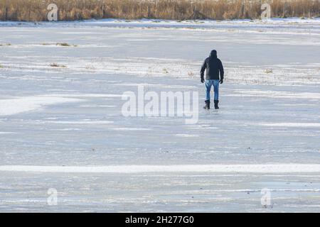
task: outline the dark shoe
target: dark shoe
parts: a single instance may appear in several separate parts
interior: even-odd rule
[[[203,106],[203,109],[210,109],[210,100],[206,100],[205,103],[206,106]]]
[[[219,103],[218,100],[215,100],[215,109],[219,109],[219,106],[218,106],[218,104]]]

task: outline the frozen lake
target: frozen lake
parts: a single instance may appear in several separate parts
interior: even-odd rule
[[[198,123],[123,116],[138,85],[198,92]],[[319,212],[319,20],[1,22],[0,212]]]

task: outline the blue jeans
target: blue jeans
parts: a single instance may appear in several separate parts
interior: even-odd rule
[[[210,91],[213,86],[215,100],[219,100],[219,79],[206,79],[206,101],[210,100]]]

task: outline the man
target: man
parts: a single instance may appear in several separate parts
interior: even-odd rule
[[[219,58],[217,57],[217,51],[211,51],[209,57],[206,58],[201,67],[200,72],[201,75],[201,83],[205,82],[204,72],[207,70],[206,75],[206,109],[210,109],[210,91],[213,86],[215,91],[215,109],[218,109],[219,106],[219,83],[223,83],[223,66]],[[220,74],[220,77],[219,77]]]

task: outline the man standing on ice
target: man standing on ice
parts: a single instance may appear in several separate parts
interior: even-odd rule
[[[201,75],[201,83],[205,82],[204,72],[207,70],[206,75],[206,109],[210,109],[210,91],[213,86],[215,91],[215,109],[218,109],[219,106],[219,83],[223,83],[223,66],[219,58],[217,57],[217,50],[211,51],[209,57],[207,57],[201,67],[200,72]],[[220,77],[219,77],[220,74]]]

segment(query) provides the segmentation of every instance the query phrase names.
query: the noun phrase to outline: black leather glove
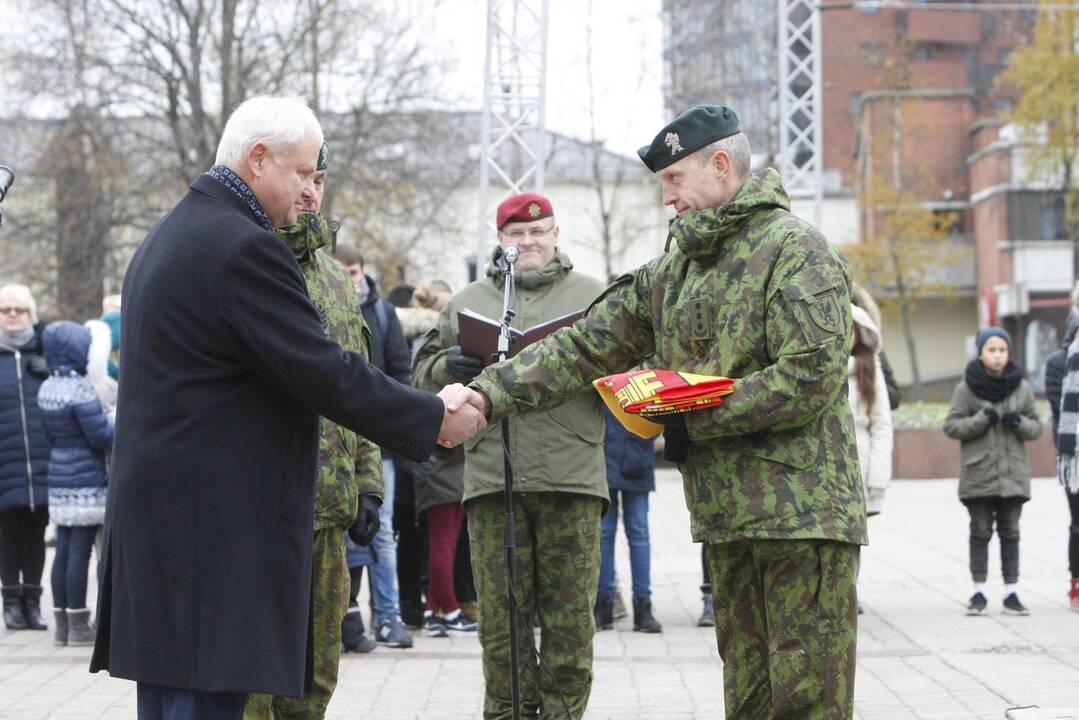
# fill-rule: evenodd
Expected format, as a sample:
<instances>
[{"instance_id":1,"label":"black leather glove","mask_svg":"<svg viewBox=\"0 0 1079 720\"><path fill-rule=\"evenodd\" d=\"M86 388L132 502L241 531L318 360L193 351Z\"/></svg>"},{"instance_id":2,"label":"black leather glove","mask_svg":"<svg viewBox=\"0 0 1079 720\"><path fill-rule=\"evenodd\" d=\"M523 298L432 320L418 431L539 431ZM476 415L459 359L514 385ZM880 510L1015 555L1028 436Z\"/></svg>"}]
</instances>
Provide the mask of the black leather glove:
<instances>
[{"instance_id":1,"label":"black leather glove","mask_svg":"<svg viewBox=\"0 0 1079 720\"><path fill-rule=\"evenodd\" d=\"M483 369L483 361L461 352L461 345L453 345L446 353L446 367L457 380L472 380Z\"/></svg>"},{"instance_id":2,"label":"black leather glove","mask_svg":"<svg viewBox=\"0 0 1079 720\"><path fill-rule=\"evenodd\" d=\"M1002 424L1005 427L1011 427L1012 430L1015 430L1021 424L1023 424L1023 416L1021 416L1019 412L1005 412L1002 416L1000 416L1000 424Z\"/></svg>"},{"instance_id":3,"label":"black leather glove","mask_svg":"<svg viewBox=\"0 0 1079 720\"><path fill-rule=\"evenodd\" d=\"M349 539L357 545L370 545L379 533L379 507L382 501L375 495L360 495L356 521L349 528Z\"/></svg>"},{"instance_id":4,"label":"black leather glove","mask_svg":"<svg viewBox=\"0 0 1079 720\"><path fill-rule=\"evenodd\" d=\"M689 456L689 432L681 412L650 418L664 426L664 460L682 464Z\"/></svg>"},{"instance_id":5,"label":"black leather glove","mask_svg":"<svg viewBox=\"0 0 1079 720\"><path fill-rule=\"evenodd\" d=\"M39 378L49 377L49 363L45 362L44 355L30 355L27 369L30 371L30 375L36 375Z\"/></svg>"}]
</instances>

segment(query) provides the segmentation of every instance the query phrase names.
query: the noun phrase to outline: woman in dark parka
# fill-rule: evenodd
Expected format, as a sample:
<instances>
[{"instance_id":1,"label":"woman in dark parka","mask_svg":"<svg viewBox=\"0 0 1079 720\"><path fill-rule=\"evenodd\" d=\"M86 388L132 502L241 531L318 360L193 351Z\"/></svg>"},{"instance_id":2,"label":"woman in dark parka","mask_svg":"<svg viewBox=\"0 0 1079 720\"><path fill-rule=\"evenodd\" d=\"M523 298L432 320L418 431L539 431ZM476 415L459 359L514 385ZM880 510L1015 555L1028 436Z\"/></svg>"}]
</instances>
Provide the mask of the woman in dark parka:
<instances>
[{"instance_id":1,"label":"woman in dark parka","mask_svg":"<svg viewBox=\"0 0 1079 720\"><path fill-rule=\"evenodd\" d=\"M0 582L10 630L45 629L41 573L49 525L49 441L38 389L49 367L25 285L0 287Z\"/></svg>"}]
</instances>

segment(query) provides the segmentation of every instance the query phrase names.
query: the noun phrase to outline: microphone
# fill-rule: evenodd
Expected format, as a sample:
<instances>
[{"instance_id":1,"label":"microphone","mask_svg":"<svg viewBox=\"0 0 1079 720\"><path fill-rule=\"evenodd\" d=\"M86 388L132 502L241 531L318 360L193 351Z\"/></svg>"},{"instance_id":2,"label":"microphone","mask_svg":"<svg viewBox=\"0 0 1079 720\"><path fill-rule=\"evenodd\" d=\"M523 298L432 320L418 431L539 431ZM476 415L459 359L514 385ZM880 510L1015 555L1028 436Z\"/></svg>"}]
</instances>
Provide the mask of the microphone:
<instances>
[{"instance_id":1,"label":"microphone","mask_svg":"<svg viewBox=\"0 0 1079 720\"><path fill-rule=\"evenodd\" d=\"M8 195L8 188L15 181L15 173L6 165L0 165L0 203ZM515 248L516 249L516 248ZM515 258L516 259L516 256Z\"/></svg>"}]
</instances>

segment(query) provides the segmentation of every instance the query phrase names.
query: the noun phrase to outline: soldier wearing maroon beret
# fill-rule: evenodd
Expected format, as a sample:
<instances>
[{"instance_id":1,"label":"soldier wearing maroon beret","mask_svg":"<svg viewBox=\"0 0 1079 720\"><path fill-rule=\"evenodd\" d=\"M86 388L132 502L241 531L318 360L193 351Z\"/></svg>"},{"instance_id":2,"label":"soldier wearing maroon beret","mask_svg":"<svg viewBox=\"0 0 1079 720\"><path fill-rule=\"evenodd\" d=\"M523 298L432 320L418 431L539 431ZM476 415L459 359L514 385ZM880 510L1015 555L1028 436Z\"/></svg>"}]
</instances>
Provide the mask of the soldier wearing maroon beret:
<instances>
[{"instance_id":1,"label":"soldier wearing maroon beret","mask_svg":"<svg viewBox=\"0 0 1079 720\"><path fill-rule=\"evenodd\" d=\"M550 201L524 193L507 199L496 214L498 245L487 276L455 295L424 339L412 365L418 388L467 382L490 358L461 352L457 313L470 310L496 320L502 315L506 247L520 252L514 327L525 329L584 310L603 285L573 271L559 244ZM514 419L510 454L517 516L517 599L520 619L540 619L540 653L557 682L541 671L532 633L521 633L521 702L524 717L563 717L562 697L572 718L584 715L592 680L592 606L600 561L600 517L607 504L603 459L604 423L596 393L582 394L551 412ZM465 447L464 512L468 517L473 572L479 595L480 643L487 694L484 718L513 715L509 673L509 619L503 544L505 507L502 435L476 436ZM421 480L422 481L422 480ZM454 504L457 512L461 506ZM428 527L432 518L428 511ZM461 518L448 533L455 536ZM439 610L428 601L425 621ZM561 690L561 693L559 692Z\"/></svg>"}]
</instances>

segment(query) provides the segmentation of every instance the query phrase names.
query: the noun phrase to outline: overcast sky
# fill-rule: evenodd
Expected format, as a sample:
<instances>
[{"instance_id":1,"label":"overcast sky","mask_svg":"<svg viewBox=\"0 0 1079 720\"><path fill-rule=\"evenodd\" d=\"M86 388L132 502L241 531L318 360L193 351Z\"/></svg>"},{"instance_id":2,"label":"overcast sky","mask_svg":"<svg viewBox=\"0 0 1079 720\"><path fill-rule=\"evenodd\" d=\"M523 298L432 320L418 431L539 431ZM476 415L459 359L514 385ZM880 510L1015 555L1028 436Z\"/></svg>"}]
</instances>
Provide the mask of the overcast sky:
<instances>
[{"instance_id":1,"label":"overcast sky","mask_svg":"<svg viewBox=\"0 0 1079 720\"><path fill-rule=\"evenodd\" d=\"M447 68L447 96L468 109L483 97L488 0L375 0L411 9ZM529 0L533 2L535 0ZM597 127L609 147L632 153L663 117L661 0L548 0L546 119L550 130L588 137L586 29L591 22ZM0 37L25 25L31 0L0 0ZM32 11L30 11L32 12ZM2 112L2 111L0 111Z\"/></svg>"},{"instance_id":2,"label":"overcast sky","mask_svg":"<svg viewBox=\"0 0 1079 720\"><path fill-rule=\"evenodd\" d=\"M660 0L593 0L597 127L612 149L633 152L664 125ZM588 137L587 0L549 0L547 126ZM483 98L487 0L451 0L434 14L440 53L453 63L453 91L470 107ZM445 44L442 44L445 43Z\"/></svg>"}]
</instances>

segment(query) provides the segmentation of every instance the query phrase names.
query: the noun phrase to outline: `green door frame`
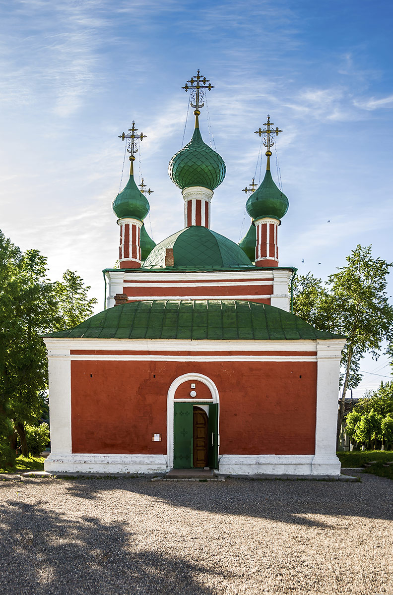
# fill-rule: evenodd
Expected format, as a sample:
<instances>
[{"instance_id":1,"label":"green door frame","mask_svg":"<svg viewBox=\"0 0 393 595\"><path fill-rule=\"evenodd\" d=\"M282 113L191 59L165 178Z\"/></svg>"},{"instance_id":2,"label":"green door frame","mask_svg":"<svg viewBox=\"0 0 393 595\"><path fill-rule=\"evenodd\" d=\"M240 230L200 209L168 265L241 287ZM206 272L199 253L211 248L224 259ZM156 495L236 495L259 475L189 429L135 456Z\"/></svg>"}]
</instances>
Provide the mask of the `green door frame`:
<instances>
[{"instance_id":1,"label":"green door frame","mask_svg":"<svg viewBox=\"0 0 393 595\"><path fill-rule=\"evenodd\" d=\"M196 402L174 402L173 403L173 468L193 468L194 406L208 406L209 466L218 468L219 403Z\"/></svg>"}]
</instances>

++++++++++++++++++++

▸ **DESCRIPTION OF THE TASK**: Report every line of the data that contains the word "parka", matching case exactly.

▸ **WRITTEN ANSWER**:
query: the noun phrase to outline: woman in dark parka
[{"instance_id":1,"label":"woman in dark parka","mask_svg":"<svg viewBox=\"0 0 1079 720\"><path fill-rule=\"evenodd\" d=\"M86 388L132 502L241 531L318 360L193 351Z\"/></svg>"},{"instance_id":2,"label":"woman in dark parka","mask_svg":"<svg viewBox=\"0 0 1079 720\"><path fill-rule=\"evenodd\" d=\"M523 298L432 320L418 431L539 431ZM476 415L459 359L514 385ZM880 510L1015 555L1028 436Z\"/></svg>"}]
Provide the mask of the woman in dark parka:
[{"instance_id":1,"label":"woman in dark parka","mask_svg":"<svg viewBox=\"0 0 1079 720\"><path fill-rule=\"evenodd\" d=\"M0 582L10 630L45 629L41 573L49 525L49 441L38 389L49 367L25 285L0 287Z\"/></svg>"}]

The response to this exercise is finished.